> [What you need to do]:
Each line from the one that contains "of the runway" down to the last line of the material should be retyped exactly as it stands.
-- Opening Marker --
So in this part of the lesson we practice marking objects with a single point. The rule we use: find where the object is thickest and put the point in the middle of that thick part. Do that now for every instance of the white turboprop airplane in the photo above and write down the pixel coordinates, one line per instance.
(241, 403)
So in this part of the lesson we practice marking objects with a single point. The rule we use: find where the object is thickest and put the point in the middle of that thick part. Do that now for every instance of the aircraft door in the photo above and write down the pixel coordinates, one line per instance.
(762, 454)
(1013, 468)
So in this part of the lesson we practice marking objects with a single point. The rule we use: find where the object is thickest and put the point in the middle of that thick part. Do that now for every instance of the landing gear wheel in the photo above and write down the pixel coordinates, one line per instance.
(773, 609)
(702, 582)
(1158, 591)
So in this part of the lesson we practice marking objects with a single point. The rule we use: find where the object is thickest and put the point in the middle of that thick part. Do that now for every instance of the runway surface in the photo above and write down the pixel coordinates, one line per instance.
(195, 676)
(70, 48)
-- Closing Marker --
> [Result of the task]:
So in this part of the lesson we practice marking objects with a single point. The rule we use: find where the object is thickest and put the point in the middle of that thick part. Do that now for every instance of the runway surface in the photo above and write down the pixel coordinates, one line per instance.
(195, 676)
(70, 48)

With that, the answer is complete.